◆ **Work required**:
Copy out the final stretch of the listing: the line that contains "Exercise. Point out each instance of the black plastic" and all lines after it, exactly as they appear.
::: Supplied material
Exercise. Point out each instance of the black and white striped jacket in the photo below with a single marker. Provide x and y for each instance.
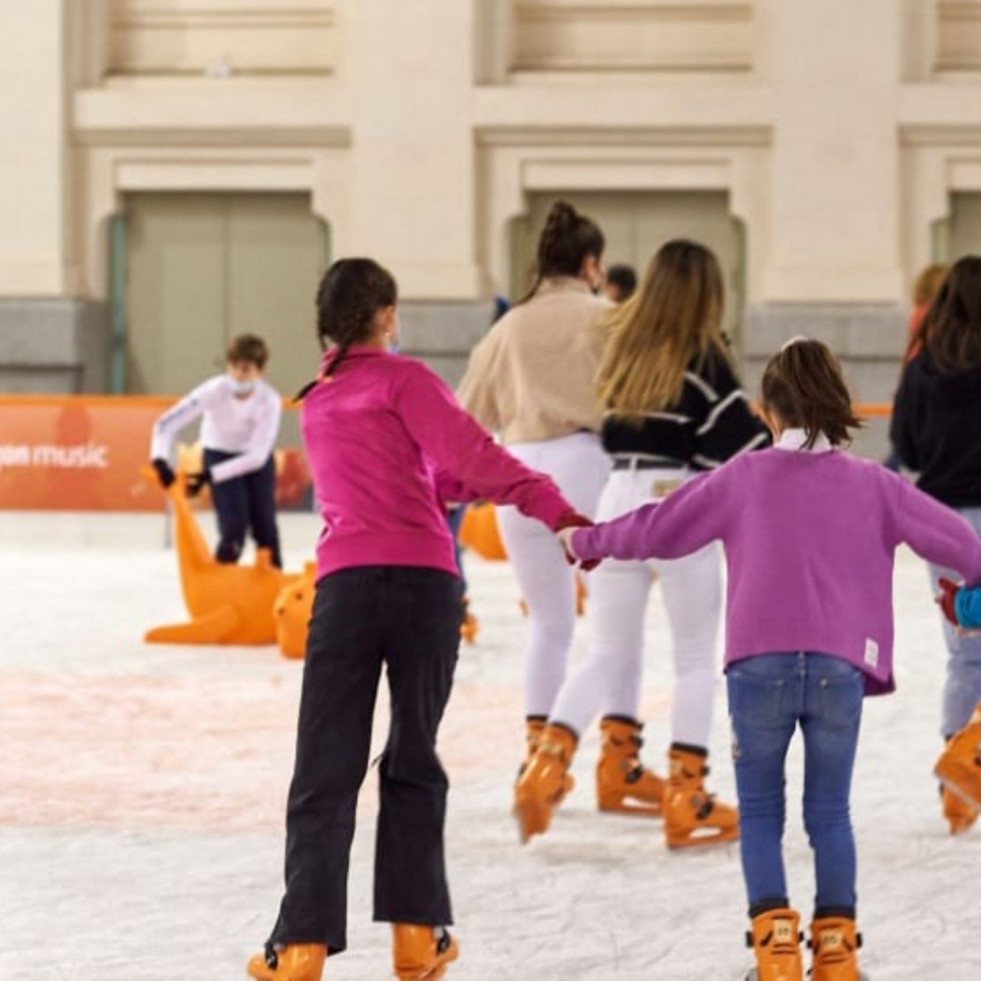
(711, 422)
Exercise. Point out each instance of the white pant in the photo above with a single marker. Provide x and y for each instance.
(579, 467)
(618, 591)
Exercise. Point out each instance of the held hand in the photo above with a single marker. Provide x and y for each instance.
(946, 600)
(164, 472)
(565, 527)
(565, 540)
(196, 482)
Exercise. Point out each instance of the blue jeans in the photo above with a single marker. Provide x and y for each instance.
(962, 690)
(768, 696)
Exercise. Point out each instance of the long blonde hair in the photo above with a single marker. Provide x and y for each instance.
(673, 320)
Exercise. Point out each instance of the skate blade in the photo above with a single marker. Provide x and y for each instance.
(704, 840)
(635, 810)
(437, 971)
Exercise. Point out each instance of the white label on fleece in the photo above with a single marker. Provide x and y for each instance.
(871, 652)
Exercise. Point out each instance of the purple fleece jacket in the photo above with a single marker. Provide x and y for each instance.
(809, 541)
(387, 444)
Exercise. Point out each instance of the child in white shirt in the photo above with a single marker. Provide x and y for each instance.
(240, 415)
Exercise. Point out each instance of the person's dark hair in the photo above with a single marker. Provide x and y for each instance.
(350, 294)
(623, 278)
(804, 387)
(951, 328)
(566, 240)
(249, 349)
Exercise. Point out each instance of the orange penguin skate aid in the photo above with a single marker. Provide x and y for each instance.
(228, 604)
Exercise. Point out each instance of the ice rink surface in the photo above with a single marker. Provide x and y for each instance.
(142, 793)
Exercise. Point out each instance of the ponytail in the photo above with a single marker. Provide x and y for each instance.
(350, 294)
(804, 387)
(567, 239)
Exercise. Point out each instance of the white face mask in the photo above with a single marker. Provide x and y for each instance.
(241, 388)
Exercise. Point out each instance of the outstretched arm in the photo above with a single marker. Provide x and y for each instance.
(688, 520)
(467, 462)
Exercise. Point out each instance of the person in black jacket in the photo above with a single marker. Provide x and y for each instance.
(673, 407)
(936, 430)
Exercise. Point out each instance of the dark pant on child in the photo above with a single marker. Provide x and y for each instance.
(768, 696)
(408, 620)
(243, 503)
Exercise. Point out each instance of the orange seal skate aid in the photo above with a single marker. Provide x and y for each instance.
(292, 612)
(228, 604)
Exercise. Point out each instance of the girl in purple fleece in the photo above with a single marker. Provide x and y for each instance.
(809, 534)
(387, 443)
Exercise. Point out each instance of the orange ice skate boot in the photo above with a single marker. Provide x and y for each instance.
(295, 962)
(959, 814)
(692, 816)
(959, 767)
(469, 627)
(623, 784)
(775, 939)
(834, 944)
(543, 784)
(421, 953)
(534, 728)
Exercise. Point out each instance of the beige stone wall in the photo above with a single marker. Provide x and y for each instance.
(839, 131)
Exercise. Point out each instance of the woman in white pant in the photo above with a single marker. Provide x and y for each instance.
(674, 406)
(532, 379)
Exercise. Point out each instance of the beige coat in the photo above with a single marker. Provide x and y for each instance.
(533, 377)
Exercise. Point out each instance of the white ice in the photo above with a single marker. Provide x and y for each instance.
(142, 793)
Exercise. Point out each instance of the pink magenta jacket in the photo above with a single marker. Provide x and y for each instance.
(387, 446)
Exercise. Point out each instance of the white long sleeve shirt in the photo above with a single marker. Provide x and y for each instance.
(244, 426)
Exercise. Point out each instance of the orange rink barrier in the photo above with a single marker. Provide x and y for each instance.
(86, 452)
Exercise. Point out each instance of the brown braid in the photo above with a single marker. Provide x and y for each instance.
(566, 240)
(350, 294)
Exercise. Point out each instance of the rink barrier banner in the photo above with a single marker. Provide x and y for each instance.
(87, 453)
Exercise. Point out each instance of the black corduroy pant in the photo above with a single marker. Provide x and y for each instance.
(407, 620)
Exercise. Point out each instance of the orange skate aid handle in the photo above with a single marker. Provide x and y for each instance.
(479, 533)
(228, 604)
(294, 607)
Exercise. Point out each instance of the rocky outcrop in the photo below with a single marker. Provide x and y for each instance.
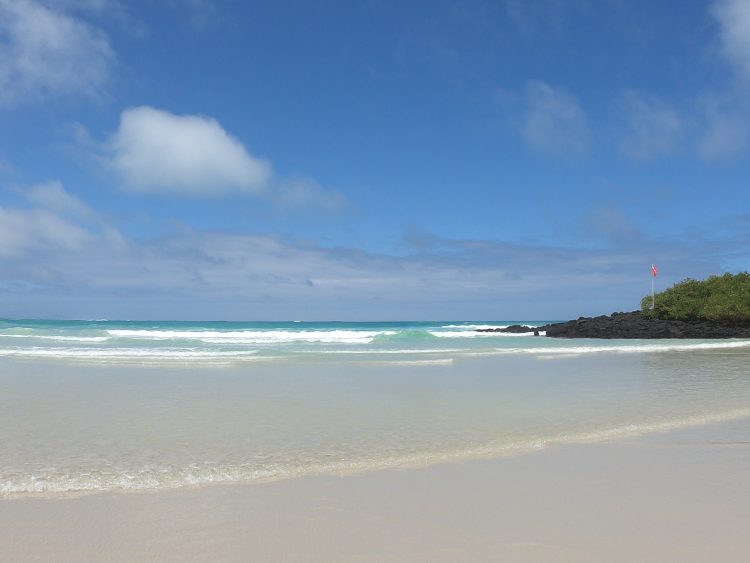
(637, 325)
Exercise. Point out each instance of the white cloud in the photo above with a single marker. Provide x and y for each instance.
(155, 151)
(655, 128)
(734, 21)
(23, 230)
(45, 52)
(553, 122)
(45, 255)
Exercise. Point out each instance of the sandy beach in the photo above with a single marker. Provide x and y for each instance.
(677, 496)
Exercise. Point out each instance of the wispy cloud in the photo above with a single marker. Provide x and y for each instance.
(45, 52)
(733, 17)
(553, 122)
(48, 251)
(655, 128)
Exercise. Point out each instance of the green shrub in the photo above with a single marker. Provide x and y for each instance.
(723, 298)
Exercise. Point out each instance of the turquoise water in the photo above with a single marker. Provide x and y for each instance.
(221, 343)
(118, 406)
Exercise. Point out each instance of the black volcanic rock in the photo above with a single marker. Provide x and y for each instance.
(637, 325)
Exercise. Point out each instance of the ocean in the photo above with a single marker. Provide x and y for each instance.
(92, 406)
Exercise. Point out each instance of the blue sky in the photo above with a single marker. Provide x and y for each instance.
(198, 159)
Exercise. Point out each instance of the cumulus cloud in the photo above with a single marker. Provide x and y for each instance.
(45, 52)
(655, 127)
(733, 17)
(155, 151)
(553, 122)
(47, 252)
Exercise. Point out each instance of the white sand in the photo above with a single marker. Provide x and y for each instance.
(681, 496)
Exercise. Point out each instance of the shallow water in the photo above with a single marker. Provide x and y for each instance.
(93, 423)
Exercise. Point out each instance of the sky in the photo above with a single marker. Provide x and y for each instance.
(368, 160)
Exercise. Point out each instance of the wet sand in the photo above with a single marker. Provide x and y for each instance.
(677, 496)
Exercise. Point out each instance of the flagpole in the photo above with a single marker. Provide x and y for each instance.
(653, 295)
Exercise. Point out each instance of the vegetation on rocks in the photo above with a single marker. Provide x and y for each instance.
(721, 299)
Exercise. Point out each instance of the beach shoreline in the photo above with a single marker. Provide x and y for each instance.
(678, 495)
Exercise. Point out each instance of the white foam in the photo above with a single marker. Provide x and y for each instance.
(59, 338)
(256, 337)
(155, 478)
(474, 327)
(472, 334)
(125, 354)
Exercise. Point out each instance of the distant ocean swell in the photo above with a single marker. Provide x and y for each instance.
(109, 341)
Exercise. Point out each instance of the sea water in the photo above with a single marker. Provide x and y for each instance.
(119, 406)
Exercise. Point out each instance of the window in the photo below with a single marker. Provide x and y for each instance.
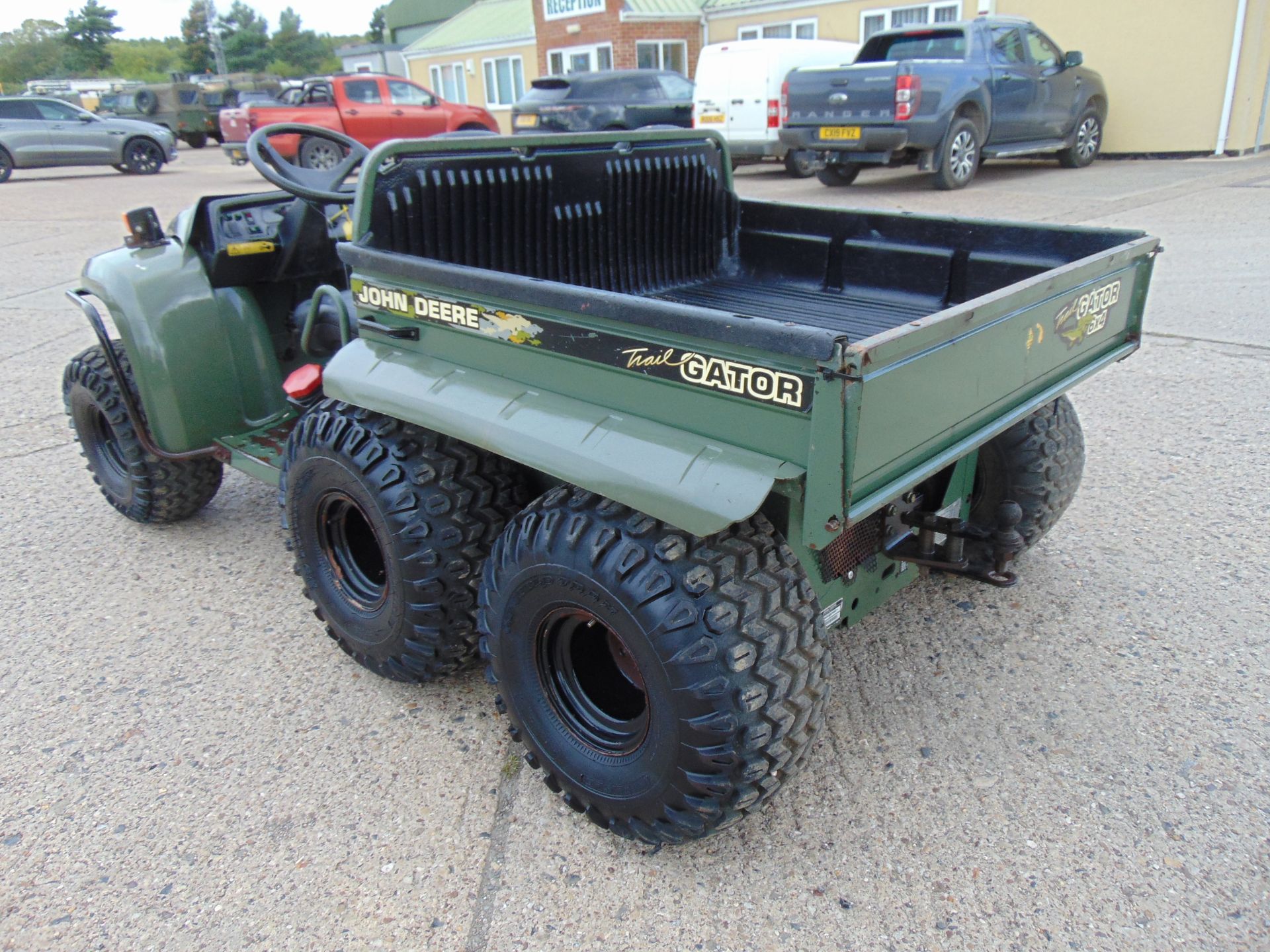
(402, 93)
(676, 88)
(663, 55)
(505, 81)
(790, 30)
(874, 20)
(366, 92)
(1006, 46)
(581, 59)
(13, 110)
(1043, 52)
(450, 81)
(55, 111)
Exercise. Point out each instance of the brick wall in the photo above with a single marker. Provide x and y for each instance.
(607, 28)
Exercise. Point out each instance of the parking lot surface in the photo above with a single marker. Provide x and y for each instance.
(1080, 762)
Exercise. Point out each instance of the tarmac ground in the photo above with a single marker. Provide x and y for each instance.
(1080, 762)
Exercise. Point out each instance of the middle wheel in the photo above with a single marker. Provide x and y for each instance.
(390, 524)
(666, 684)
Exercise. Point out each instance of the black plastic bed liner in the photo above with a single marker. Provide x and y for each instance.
(845, 313)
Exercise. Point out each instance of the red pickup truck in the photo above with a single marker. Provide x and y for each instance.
(367, 107)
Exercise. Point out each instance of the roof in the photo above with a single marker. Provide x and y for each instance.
(666, 8)
(484, 23)
(411, 13)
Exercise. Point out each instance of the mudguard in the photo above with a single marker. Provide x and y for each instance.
(681, 477)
::::::
◆ **Exercise output**:
Exercise. Point out each instance of the black plastic bed liner in the photo above with a single marker. Provide x and y for each instance.
(845, 313)
Exercise. Point out each instance of the red pickup truck in the photo above with a single marker. Provide x and y for each instance.
(367, 107)
Exercise. Point out each instance of the roof in the photo above with a single marker. Provide x and y for each instance.
(666, 8)
(484, 23)
(411, 13)
Exercise. Point out each instance of the mudguard in the photo above with a single marker. Provide x and y for each instance.
(681, 477)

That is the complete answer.